**Instructions for the task:** Would you find each line in the entries below with the string "steep" and copy it?

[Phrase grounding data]
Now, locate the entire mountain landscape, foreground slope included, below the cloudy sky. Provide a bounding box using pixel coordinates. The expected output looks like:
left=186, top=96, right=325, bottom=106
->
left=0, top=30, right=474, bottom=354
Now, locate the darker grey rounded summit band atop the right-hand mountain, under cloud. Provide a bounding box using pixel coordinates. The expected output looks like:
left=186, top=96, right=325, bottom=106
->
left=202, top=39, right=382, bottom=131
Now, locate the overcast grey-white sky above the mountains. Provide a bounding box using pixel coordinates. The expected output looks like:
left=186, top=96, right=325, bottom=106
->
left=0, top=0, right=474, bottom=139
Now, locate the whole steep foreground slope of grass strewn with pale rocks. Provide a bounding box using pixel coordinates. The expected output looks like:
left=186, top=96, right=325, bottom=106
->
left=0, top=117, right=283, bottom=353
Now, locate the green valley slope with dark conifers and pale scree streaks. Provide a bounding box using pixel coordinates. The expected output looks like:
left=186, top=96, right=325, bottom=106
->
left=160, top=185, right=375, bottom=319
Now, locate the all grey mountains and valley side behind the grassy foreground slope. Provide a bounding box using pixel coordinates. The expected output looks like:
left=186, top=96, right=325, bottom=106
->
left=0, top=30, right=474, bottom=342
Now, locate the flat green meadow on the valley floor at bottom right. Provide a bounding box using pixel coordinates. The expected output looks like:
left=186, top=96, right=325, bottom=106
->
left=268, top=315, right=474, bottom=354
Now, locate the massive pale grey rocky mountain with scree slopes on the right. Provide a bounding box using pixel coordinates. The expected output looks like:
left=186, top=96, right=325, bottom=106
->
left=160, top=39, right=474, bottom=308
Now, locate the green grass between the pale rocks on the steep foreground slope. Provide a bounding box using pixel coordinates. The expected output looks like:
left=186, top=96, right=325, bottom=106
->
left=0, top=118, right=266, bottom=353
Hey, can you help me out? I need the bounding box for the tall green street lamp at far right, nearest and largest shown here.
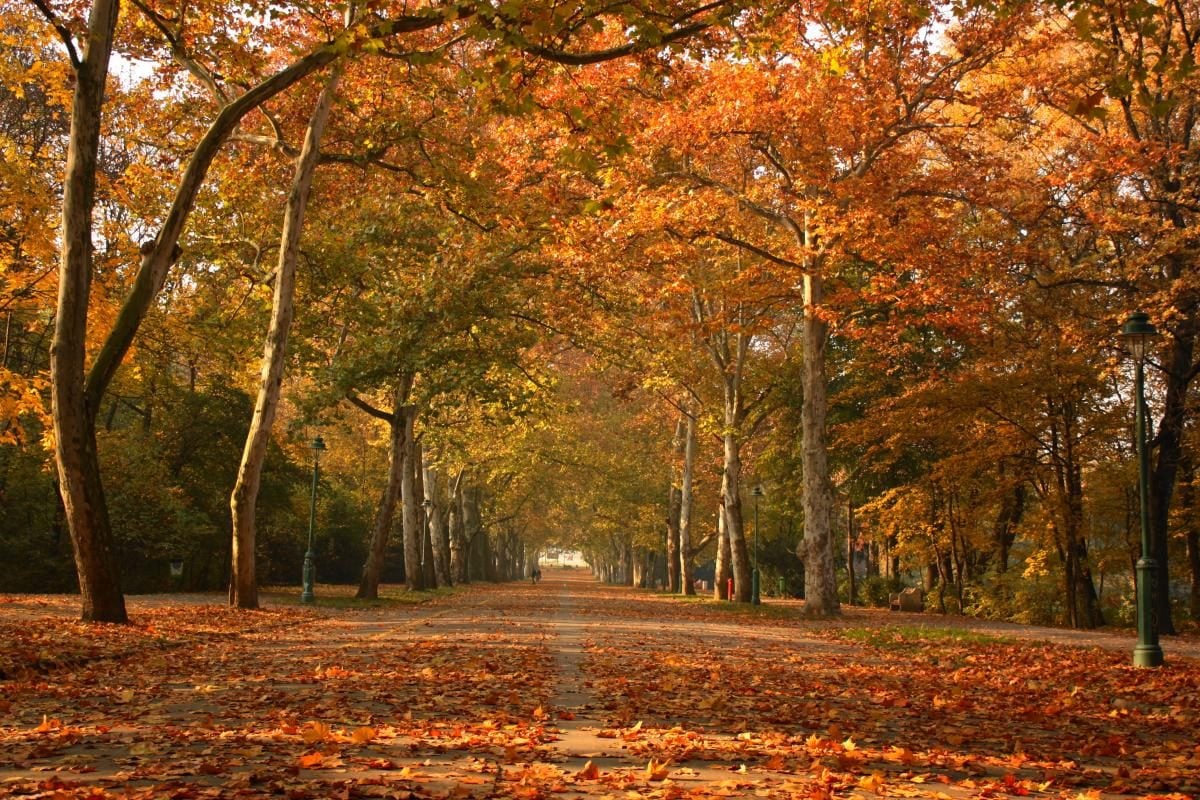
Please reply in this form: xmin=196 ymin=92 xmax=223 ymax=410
xmin=1121 ymin=311 xmax=1163 ymax=667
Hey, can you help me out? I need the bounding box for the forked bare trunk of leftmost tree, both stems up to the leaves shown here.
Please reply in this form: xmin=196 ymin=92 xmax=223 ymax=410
xmin=50 ymin=0 xmax=340 ymax=622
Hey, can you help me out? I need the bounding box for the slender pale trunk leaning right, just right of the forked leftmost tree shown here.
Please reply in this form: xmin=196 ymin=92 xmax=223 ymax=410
xmin=229 ymin=68 xmax=342 ymax=608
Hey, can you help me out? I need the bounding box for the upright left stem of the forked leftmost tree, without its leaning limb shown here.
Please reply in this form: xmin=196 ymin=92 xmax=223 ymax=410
xmin=50 ymin=0 xmax=128 ymax=622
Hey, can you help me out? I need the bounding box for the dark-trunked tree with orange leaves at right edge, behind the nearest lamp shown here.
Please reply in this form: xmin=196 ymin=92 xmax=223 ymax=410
xmin=1026 ymin=0 xmax=1200 ymax=633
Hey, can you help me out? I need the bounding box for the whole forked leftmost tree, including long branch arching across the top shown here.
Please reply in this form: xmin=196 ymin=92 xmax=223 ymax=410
xmin=38 ymin=0 xmax=739 ymax=621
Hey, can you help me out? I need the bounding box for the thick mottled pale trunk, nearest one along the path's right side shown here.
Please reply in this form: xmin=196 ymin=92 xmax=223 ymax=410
xmin=799 ymin=272 xmax=840 ymax=616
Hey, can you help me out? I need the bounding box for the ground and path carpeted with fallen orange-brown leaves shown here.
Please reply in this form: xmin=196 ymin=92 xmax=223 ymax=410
xmin=0 ymin=581 xmax=1200 ymax=800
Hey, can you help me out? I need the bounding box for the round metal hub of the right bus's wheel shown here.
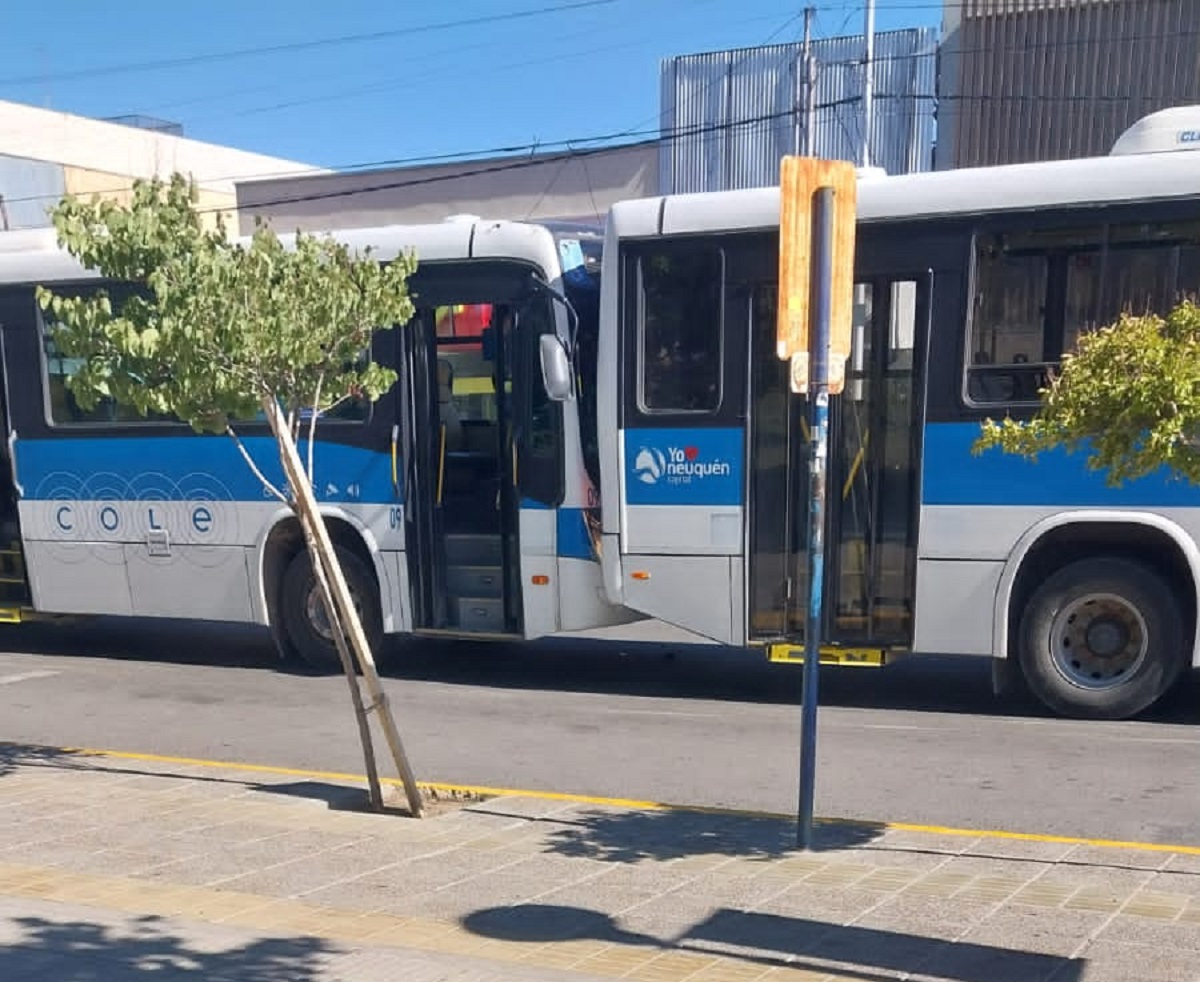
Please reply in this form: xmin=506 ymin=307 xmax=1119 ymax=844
xmin=1050 ymin=593 xmax=1147 ymax=690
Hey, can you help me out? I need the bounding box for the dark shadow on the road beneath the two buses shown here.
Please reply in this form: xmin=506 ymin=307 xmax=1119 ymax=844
xmin=0 ymin=618 xmax=1200 ymax=723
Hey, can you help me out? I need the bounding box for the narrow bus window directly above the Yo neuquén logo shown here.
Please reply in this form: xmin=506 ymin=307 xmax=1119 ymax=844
xmin=637 ymin=244 xmax=725 ymax=413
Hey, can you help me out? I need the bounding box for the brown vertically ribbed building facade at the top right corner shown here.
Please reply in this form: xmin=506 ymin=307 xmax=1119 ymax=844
xmin=937 ymin=0 xmax=1200 ymax=168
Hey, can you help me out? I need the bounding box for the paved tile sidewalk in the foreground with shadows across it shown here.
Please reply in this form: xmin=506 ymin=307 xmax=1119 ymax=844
xmin=0 ymin=744 xmax=1200 ymax=982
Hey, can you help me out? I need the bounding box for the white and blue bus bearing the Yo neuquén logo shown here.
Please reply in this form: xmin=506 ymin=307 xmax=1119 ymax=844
xmin=598 ymin=110 xmax=1200 ymax=718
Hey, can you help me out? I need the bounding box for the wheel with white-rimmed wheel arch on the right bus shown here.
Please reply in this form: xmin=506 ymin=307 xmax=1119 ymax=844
xmin=997 ymin=515 xmax=1200 ymax=719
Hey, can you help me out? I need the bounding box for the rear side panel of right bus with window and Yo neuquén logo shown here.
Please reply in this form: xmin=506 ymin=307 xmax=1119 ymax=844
xmin=619 ymin=239 xmax=749 ymax=645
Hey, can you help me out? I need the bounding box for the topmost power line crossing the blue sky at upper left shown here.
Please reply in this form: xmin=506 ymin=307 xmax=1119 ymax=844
xmin=0 ymin=0 xmax=617 ymax=85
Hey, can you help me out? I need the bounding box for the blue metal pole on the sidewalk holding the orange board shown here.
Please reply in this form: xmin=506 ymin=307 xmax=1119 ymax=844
xmin=796 ymin=187 xmax=834 ymax=849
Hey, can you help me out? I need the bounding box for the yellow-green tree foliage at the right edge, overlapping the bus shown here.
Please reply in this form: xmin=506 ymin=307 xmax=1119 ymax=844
xmin=973 ymin=301 xmax=1200 ymax=485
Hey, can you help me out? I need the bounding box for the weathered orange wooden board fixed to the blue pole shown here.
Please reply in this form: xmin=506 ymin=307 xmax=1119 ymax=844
xmin=775 ymin=156 xmax=858 ymax=395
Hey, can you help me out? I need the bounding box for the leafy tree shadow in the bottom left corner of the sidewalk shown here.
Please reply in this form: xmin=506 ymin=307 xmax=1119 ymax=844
xmin=0 ymin=917 xmax=342 ymax=982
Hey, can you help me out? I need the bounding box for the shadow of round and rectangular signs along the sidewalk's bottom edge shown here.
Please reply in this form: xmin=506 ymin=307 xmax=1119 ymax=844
xmin=462 ymin=904 xmax=1086 ymax=982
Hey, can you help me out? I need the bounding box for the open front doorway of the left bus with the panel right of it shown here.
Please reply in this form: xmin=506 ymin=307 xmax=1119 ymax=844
xmin=402 ymin=271 xmax=563 ymax=636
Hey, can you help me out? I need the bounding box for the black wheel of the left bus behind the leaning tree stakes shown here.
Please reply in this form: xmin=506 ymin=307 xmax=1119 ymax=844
xmin=262 ymin=515 xmax=383 ymax=672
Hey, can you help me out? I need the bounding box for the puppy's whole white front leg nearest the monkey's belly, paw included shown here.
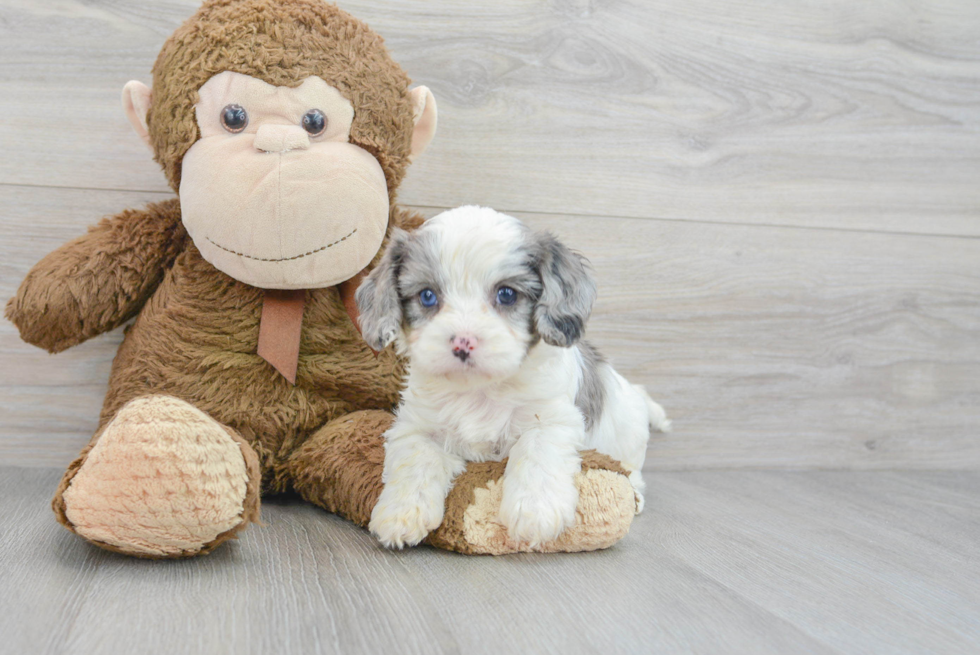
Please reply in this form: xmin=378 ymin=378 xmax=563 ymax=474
xmin=368 ymin=422 xmax=466 ymax=548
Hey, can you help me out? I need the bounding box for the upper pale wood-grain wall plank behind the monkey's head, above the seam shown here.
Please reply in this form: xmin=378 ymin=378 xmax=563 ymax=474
xmin=0 ymin=0 xmax=980 ymax=236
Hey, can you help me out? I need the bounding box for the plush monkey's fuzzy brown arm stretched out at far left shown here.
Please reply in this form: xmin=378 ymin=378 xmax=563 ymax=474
xmin=5 ymin=198 xmax=187 ymax=353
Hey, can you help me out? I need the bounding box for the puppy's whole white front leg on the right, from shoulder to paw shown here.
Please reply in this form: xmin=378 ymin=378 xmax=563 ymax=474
xmin=500 ymin=403 xmax=585 ymax=547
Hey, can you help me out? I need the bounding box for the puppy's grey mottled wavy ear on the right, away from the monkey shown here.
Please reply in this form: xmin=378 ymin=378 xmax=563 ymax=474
xmin=533 ymin=232 xmax=596 ymax=348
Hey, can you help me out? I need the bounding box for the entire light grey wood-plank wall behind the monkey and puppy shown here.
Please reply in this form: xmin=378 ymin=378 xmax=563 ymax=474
xmin=0 ymin=0 xmax=980 ymax=469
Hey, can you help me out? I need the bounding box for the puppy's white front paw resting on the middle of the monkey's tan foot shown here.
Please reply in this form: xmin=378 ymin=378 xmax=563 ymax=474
xmin=500 ymin=477 xmax=578 ymax=548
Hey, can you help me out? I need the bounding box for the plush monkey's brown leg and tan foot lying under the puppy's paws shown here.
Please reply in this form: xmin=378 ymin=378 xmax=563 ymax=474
xmin=284 ymin=410 xmax=636 ymax=555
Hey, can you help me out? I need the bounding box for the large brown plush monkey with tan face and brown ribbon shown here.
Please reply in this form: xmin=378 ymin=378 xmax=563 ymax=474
xmin=6 ymin=0 xmax=633 ymax=557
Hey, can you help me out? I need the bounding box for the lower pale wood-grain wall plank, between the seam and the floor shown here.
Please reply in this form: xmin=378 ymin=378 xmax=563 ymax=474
xmin=0 ymin=186 xmax=980 ymax=470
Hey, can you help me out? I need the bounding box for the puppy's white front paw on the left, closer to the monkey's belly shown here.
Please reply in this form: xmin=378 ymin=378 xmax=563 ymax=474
xmin=368 ymin=486 xmax=445 ymax=548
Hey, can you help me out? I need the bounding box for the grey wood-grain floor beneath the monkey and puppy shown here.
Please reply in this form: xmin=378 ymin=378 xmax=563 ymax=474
xmin=0 ymin=468 xmax=980 ymax=655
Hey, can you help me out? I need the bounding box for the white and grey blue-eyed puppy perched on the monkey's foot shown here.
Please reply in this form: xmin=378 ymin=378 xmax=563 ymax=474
xmin=356 ymin=206 xmax=670 ymax=548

**Response:**
Now, locate the whole steep foreground slope of grass strewn with pale rocks. Provide a bounding box using pixel coordinates. The expected output looks like:
Now, locate the green grass between the pale rocks on the steep foreground slope. Provide a bounding box using pixel coordinates. The expected output looks like:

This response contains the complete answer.